--- Exercise ---
Below is a block of records: output all of them exactly and leave out the pictures.

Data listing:
--------------------------------------------------
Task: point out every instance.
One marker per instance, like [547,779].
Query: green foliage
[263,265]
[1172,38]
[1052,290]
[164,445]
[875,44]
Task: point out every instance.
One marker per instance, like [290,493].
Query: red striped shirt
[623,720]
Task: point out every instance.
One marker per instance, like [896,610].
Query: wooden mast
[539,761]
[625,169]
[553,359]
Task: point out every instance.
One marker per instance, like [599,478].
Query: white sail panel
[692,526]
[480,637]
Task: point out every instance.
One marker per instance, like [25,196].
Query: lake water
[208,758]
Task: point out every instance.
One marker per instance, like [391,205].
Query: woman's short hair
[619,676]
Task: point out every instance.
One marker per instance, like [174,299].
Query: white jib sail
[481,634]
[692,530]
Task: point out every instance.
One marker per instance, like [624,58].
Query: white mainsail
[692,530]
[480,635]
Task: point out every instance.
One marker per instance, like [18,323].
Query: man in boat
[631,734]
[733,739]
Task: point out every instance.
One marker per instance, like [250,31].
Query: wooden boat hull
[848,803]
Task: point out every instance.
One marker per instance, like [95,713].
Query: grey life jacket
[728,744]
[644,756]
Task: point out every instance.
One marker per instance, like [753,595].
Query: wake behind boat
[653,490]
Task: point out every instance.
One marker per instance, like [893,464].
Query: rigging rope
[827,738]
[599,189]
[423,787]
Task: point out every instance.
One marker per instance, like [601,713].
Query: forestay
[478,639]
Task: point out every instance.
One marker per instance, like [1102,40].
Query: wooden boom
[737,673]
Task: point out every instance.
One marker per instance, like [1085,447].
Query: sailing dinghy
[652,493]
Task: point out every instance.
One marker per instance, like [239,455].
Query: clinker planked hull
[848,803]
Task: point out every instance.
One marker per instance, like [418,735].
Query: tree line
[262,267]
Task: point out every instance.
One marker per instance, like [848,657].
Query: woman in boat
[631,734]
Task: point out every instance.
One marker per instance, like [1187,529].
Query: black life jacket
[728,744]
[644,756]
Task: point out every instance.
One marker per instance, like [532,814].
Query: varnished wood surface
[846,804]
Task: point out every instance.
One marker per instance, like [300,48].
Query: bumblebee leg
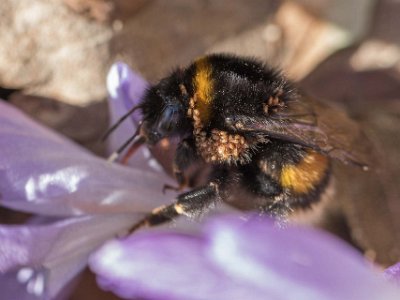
[185,154]
[189,204]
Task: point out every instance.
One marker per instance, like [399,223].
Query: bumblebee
[255,131]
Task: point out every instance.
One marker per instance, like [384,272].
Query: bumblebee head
[164,110]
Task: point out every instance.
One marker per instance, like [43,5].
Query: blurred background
[54,57]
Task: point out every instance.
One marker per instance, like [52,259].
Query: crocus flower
[79,200]
[237,259]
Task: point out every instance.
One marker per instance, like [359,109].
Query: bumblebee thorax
[217,146]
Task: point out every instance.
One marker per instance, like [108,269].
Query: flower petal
[237,260]
[126,88]
[43,173]
[43,259]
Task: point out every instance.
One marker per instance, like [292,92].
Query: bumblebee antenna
[114,156]
[115,126]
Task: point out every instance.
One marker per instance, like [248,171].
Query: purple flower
[393,274]
[236,259]
[79,200]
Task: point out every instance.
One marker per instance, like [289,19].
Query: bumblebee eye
[168,120]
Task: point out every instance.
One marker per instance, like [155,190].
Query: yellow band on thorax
[204,88]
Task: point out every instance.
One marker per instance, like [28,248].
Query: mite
[254,130]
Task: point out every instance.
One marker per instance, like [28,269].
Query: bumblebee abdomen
[305,176]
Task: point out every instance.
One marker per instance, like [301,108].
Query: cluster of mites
[218,146]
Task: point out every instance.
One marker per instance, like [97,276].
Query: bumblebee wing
[313,124]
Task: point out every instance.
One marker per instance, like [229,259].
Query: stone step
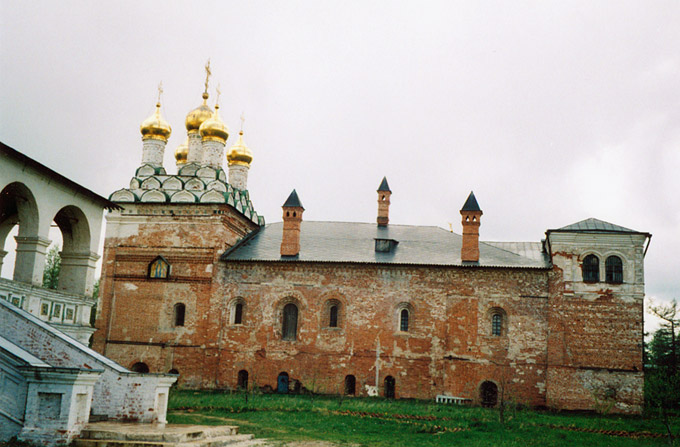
[217,441]
[145,433]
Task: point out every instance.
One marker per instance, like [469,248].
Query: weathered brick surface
[558,346]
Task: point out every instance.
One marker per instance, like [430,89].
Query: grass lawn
[380,422]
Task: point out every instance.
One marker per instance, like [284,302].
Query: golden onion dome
[155,127]
[213,129]
[182,152]
[239,154]
[197,116]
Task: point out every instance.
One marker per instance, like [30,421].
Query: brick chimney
[292,218]
[471,220]
[384,194]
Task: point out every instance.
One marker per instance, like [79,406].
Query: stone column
[30,260]
[213,151]
[152,152]
[77,272]
[238,176]
[195,154]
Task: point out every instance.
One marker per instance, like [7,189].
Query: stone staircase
[117,434]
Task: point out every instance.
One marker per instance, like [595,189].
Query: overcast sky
[552,112]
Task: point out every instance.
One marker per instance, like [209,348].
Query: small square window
[159,268]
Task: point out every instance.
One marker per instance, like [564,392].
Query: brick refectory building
[195,283]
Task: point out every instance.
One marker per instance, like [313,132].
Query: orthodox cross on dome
[207,75]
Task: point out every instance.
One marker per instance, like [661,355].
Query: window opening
[180,311]
[238,313]
[488,394]
[159,268]
[614,270]
[290,313]
[390,385]
[496,324]
[403,320]
[350,385]
[243,379]
[591,268]
[333,316]
[282,383]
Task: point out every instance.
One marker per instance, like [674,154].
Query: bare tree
[669,314]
--------------------------------------------------
--- Answer to this problem ---
Task: point out every instance.
One marker per instance, like [547,779].
Query: green foliage
[263,265]
[1172,38]
[1052,290]
[164,445]
[875,44]
Task: point out every instance.
One marker per instance, like [290,493].
Query: red striped shirt
[623,720]
Task: point out every instance.
One marker per instance, like [896,610].
Query: wooden mast
[539,761]
[625,169]
[553,359]
Task: point out every instance.
One marker per instance, like [599,478].
Query: white sail panel
[692,526]
[480,637]
Task: point out every instance.
One marker per instance, like [25,196].
Query: lake water
[208,758]
Task: point out every instance.
One marker per instance, like [391,205].
Query: woman's short hair
[619,676]
Task: point out every instance.
One marker per instance, like [174,299].
Query: white jib sail
[481,634]
[692,530]
Task: point out every instance.
One marker per instance, like [624,58].
Query: white mainsail
[692,530]
[480,635]
Task: point out every instance.
One marker per instance, like [18,323].
Query: man in boat
[631,734]
[733,739]
Task: point out every instance.
One marker per instance, like [250,31].
Query: wooden boat hull
[848,803]
Task: point out every instance.
One marker per instance, like [95,713].
Query: grey life jacket
[728,744]
[644,756]
Task: point out every instance.
One marker per instance, like [753,595].
Query: wake behind boat
[653,490]
Task: point out every instance.
One marker per instance, like [893,464].
Query: rigging rope
[827,738]
[599,189]
[423,787]
Task: point out every instance.
One marker per instance, like [601,713].
Query: forestay
[478,639]
Task: point out every instance.
One marker per instance, like [1102,40].
Query: wooden boom
[737,673]
Task: point out every instance.
One marker per instance, like [1085,447].
Query: sailing dinghy
[652,493]
Task: point out every instance.
One marker per instance, like [239,455].
Query: clinker planked hull
[848,803]
Task: point out every instance.
One marker per instance, like [418,735].
Query: tree line
[262,267]
Task: point out every instance.
One marker per instance, like [848,657].
Query: woman in boat
[631,734]
Task: point out every instance.
One marker per instance, like [1187,529].
Query: black life jacket
[728,744]
[644,756]
Task: point out every instance.
One marker per instance, like [532,814].
Query: varnished wood surface
[846,804]
Task: point out every instance.
One marker per instance, like [300,48].
Query: bumblebee leg
[185,154]
[189,204]
Task: point out every instance.
One marker per instance, like [399,223].
Query: bumblebee
[255,131]
Task: point out every instance.
One marker per instance, like [384,272].
Query: bumblebee head
[164,110]
Task: point out every instance.
One marker per instance, like [43,5].
Query: blurred background
[54,57]
Task: point out every instance.
One marker per instance, like [52,259].
Query: crocus flower
[79,200]
[237,259]
Task: point out every instance.
One marker per instance, like [359,109].
Query: bumblebee thorax
[217,146]
Task: point out every instance.
One marker per instance, like [108,269].
Query: flower petal
[237,260]
[126,88]
[43,173]
[43,259]
Task: point out every instance.
One marker per instance, like [292,92].
Query: bumblebee antenna
[114,156]
[115,126]
Task: point out every instance.
One marker per instance, like [248,171].
Query: purple flower
[393,274]
[236,259]
[79,200]
Task: point out every instance.
One marker per instance, like [289,19].
Query: bumblebee eye
[168,120]
Task: point out every instance.
One marker per instance, like [155,190].
Query: yellow band on thorax
[204,88]
Task: point out every instance.
One marker per instance, like [28,248].
Query: mite
[254,130]
Task: point out every instance.
One marker per instance, like [28,269].
Query: bumblebee abdomen
[305,176]
Task: point out every instance.
One marker per instance, like [301,108].
Query: cluster of mites
[218,146]
Task: point out every instance.
One marker per instance, like [97,276].
Query: bumblebee wing
[313,124]
Task: point out every instance.
One marker per instance, like [229,259].
Query: stone step
[217,441]
[145,433]
Task: point out every instance.
One marker per instance, like [469,248].
Query: weathered brick surface
[558,346]
Task: point out every instance.
One marker per instance, like [430,89].
Query: grass lawn
[380,422]
Task: point out every instance.
One marker per instance, like [284,302].
Query: golden onion dome
[155,127]
[213,129]
[182,152]
[239,154]
[197,116]
Task: point out every instance.
One marker per instance, like [30,421].
Query: brick chimney
[292,218]
[471,220]
[384,194]
Task: point out every instance.
One marker per instance, like [79,406].
Query: stone column
[30,260]
[213,151]
[152,152]
[77,272]
[238,176]
[195,154]
Task: point out every instance.
One marker per instance, like [7,189].
Query: stone staircase
[117,434]
Task: point out every instance.
One marker per instance, like [595,189].
Query: overcast sky
[552,112]
Task: point out every instance.
One marker per instance, like [209,348].
Query: small square window
[159,268]
Task: point out every instance.
One marker per instance, like [564,392].
Query: brick refectory building
[195,283]
Task: point out every instance.
One marker per instance, like [313,132].
Query: orthodox cross on dome
[207,75]
Task: point out every instance.
One marker per instance, like [661,355].
Query: window opening
[180,311]
[238,313]
[488,394]
[159,268]
[614,270]
[290,313]
[390,385]
[496,324]
[403,320]
[350,385]
[243,379]
[591,268]
[333,316]
[282,383]
Task: point out every instance.
One marker per instance, like [674,154].
Query: bare tree
[669,314]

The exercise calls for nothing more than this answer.